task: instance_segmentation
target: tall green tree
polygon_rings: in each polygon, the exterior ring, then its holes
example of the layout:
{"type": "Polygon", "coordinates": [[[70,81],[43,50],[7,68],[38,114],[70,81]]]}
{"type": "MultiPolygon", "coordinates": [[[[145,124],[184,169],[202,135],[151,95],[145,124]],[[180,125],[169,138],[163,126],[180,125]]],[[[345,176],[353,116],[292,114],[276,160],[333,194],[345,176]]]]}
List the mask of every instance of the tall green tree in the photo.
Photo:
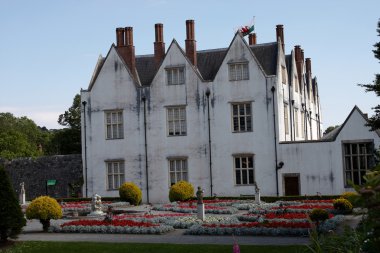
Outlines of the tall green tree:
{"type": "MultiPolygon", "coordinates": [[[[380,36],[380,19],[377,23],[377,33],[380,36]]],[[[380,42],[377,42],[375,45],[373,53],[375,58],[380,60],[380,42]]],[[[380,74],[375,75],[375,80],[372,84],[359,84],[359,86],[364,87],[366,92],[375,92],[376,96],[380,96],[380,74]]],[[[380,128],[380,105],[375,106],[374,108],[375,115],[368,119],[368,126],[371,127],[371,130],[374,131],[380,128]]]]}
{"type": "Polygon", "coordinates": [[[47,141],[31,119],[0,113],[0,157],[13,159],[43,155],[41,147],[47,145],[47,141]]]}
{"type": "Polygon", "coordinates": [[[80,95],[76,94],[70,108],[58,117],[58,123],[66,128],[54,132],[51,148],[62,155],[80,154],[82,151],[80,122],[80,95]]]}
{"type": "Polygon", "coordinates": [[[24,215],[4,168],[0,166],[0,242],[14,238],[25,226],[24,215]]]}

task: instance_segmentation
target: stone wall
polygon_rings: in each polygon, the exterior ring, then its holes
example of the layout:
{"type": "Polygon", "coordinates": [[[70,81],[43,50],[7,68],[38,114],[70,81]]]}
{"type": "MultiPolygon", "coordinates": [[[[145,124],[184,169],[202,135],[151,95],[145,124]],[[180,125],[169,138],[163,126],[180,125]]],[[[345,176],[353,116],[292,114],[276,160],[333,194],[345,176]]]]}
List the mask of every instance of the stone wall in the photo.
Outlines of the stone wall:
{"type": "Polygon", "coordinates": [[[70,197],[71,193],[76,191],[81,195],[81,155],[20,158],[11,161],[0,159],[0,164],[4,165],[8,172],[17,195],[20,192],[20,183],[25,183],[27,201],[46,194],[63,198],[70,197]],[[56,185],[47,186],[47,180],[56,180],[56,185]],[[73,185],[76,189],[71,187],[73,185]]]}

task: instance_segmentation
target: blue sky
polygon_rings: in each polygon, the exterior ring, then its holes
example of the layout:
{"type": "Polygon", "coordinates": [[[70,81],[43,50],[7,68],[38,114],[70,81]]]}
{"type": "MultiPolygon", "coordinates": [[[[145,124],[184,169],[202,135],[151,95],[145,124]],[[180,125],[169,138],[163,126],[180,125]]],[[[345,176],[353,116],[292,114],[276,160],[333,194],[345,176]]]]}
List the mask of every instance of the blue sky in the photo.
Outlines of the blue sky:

^^^^^^^^

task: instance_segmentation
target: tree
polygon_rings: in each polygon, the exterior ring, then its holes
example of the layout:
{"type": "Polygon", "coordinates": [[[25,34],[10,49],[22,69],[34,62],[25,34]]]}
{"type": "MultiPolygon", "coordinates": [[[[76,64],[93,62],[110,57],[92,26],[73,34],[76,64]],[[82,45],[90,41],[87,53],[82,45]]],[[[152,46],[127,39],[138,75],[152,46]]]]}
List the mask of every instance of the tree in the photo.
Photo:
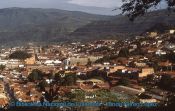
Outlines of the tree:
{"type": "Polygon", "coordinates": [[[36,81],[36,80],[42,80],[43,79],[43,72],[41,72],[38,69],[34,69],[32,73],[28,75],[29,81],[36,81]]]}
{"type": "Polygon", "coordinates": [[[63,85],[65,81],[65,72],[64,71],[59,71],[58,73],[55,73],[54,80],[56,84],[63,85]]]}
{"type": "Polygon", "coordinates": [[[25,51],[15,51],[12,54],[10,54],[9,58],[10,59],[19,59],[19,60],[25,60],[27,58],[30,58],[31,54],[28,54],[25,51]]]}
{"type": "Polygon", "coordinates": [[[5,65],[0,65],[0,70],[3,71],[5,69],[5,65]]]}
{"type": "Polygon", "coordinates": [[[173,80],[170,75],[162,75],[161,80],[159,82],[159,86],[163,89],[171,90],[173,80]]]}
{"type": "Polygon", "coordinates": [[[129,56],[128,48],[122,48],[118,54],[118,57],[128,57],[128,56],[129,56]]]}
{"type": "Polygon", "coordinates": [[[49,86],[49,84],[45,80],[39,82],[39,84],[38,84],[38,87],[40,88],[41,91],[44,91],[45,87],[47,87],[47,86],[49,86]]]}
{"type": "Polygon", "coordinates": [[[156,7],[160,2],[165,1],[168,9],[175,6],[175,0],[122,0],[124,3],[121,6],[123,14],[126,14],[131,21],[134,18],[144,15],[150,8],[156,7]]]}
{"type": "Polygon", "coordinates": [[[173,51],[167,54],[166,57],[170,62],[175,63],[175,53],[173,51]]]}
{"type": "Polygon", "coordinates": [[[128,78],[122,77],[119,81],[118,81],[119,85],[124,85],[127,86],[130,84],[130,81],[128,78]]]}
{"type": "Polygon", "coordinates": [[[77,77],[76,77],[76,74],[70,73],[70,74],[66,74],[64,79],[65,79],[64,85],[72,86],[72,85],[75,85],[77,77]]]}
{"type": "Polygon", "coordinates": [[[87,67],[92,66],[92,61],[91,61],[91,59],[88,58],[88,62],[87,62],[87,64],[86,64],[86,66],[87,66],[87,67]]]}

^^^^^^^^

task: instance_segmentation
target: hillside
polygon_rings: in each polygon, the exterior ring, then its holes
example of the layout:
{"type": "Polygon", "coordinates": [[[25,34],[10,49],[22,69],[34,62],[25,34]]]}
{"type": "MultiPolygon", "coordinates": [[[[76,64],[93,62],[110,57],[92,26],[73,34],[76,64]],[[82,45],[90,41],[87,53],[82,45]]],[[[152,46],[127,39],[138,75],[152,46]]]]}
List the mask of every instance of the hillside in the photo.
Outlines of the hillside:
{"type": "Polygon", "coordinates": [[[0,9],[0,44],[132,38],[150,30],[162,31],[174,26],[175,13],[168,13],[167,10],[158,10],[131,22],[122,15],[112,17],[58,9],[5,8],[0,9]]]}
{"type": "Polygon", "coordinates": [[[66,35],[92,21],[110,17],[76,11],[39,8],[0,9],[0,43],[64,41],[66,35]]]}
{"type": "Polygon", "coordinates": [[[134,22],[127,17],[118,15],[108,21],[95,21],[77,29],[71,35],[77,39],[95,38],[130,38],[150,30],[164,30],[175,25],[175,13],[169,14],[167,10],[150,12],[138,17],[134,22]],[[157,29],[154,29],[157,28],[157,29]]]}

^^^^^^^^

▶ [Description of the task]: Of the lines above, show those in which "every" appears.

▶ [Exercise answer]:
List the mask of every instance of the tall green tree in the photo.
List the mask of every instance of the stone wall in the photo.
List the mask of every instance of the blue sky in the photo.
List the mask of every instance of the tree in the photo.
List the mask of every instance of the hillside in the photo.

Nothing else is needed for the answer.